The 1840 United States presidential election was the 14th quadrennial presidential election, held from Friday, October 30 to Wednesday, December 2, 1840. Economic recovery from the Panic of 1837 was incomplete, and Whig nominee William Henry Harrison defeated incumbent President Martin Van Buren of the Democratic Party. The election marked the first of two Whig victories in presidential elections, but was the only one where they won a majority of the popular vote.

In 1839, the Whigs held a national convention for the first time. The 1839 Whig National Convention saw 1836 nominee William Henry Harrison defeat former Secretary of State Henry Clay and General Winfield Scott. Van Buren faced little opposition at the 1840 Democratic National Convention, but controversial Vice President Richard Mentor Johnson was not re-nominated. The Democrats thus became the only major party since 1800 to fail to select a vice presidential nominee.

Referencing vice presidential nominee John Tyler and Harrison's participation in the Battle of Tippecanoe, the Whigs campaigned on the slogan of "Tippecanoe and Tyler Too." With Van Buren weakened by economic woes, Harrison won a popular majority and 234 of 294 electoral votes. Voter participation surged as white male suffrage became nearly universal, and a contemporary record of 42.4% of the voting age population voted for Harrison. Van Buren's loss made him the third president to lose re-election.

The Whigs did not enjoy the benefits of victory. The 67-year-old Harrison, the oldest U.S. president elected until Ronald Reagan won the 1980 election, died a little more than a month after inauguration. Harrison was succeeded by John Tyler, who unexpectedly proved not to be a Whig. While Tyler had been a staunch supporter of Clay at the convention, he was a former Democrat, a passionate supporter of states' rights, and effectively an independent. As President, Tyler blocked the Whigs' legislative agenda and was expelled from the Whig Party, subsequently the second independent (after Washington) to serve as president.

Nominations

Whig Party nomination 

The first national convention of the Whig Party was called for by members of the party in Congress and it was attended by almost 250 delegates in Harrisburg, Pennsylvania. Henry Clay, William Henry Harrison, and Winfield Scott ran for the party's presidential nomination. The delegations of each state balloted separately before meeting together with the other representatives of the states. Clay initially led on the first ballot, but Harrison won on the final ballot with 148 votes compared to Clay's 90 votes and Scott's 16 votes after supporters from Scott switched to Harrison. John Tyler was selected as a fractional and geographical balance to Harrison.

Democratic Party nomination 

Democratic members of the New Hampshire General Court made a call for the 1840 Democratic National Convention which was held in Baltimore, Maryland in May 1840. Delegates from twenty-two states attended the convention, but the sizes of the delegations varied with New Jersey having fifty-nine delegates to cast its eight votes while Massachusetts only had one delegate to cast its fourteen votes.

A committee was formed to make recommendations for the nominations and the committee supported Van Buren for renomination which was approved by acclamation. However, the vice-presidential nomination was left vacant due to opposition to Vice President Richard M. Johnson's personal life.

#### EXCERPTED RECORDS:
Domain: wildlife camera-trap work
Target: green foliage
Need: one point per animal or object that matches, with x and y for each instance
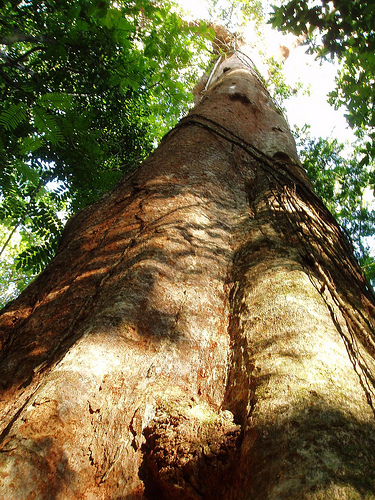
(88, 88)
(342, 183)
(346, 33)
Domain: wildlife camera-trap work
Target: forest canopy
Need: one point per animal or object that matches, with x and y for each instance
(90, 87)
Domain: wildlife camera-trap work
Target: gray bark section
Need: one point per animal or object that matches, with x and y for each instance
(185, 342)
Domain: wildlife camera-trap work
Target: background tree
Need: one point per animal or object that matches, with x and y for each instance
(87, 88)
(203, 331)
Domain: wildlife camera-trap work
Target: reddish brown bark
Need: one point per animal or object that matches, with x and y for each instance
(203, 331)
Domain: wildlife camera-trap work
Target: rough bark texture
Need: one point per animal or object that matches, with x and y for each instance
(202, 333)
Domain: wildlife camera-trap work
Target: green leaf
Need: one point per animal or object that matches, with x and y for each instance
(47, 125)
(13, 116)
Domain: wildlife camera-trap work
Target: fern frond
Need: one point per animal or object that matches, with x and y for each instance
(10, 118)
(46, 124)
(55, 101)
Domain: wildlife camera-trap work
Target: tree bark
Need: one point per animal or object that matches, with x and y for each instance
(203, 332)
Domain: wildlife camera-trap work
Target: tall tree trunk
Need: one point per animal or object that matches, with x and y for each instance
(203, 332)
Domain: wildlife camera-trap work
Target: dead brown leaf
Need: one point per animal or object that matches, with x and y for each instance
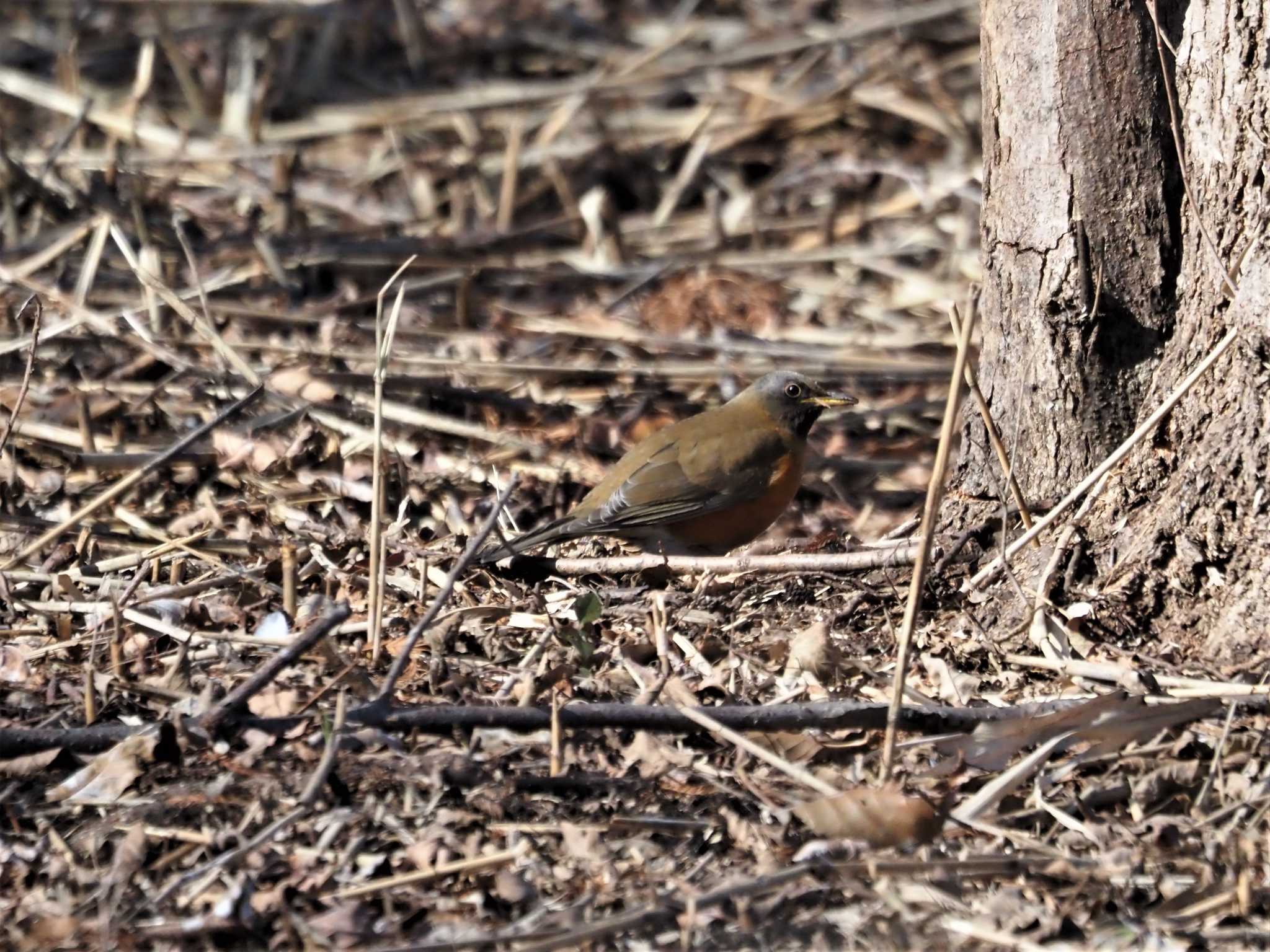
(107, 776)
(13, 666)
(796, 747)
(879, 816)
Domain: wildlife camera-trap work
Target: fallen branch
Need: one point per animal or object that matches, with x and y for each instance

#### TASK TO CARRY OUT:
Answer these questions using the text on the 1840 election:
1. In which city did the Whig Party hold its first national convention?
2. How many electoral votes did Harrison win?
3. Which state had fifty-nine delegates to cast its eight votes at the Democratic convention?
The items are not needed here.

#### THE REPLY:
1. Harrisburg, Pennsylvania
2. 234 of 294
3. New Jersey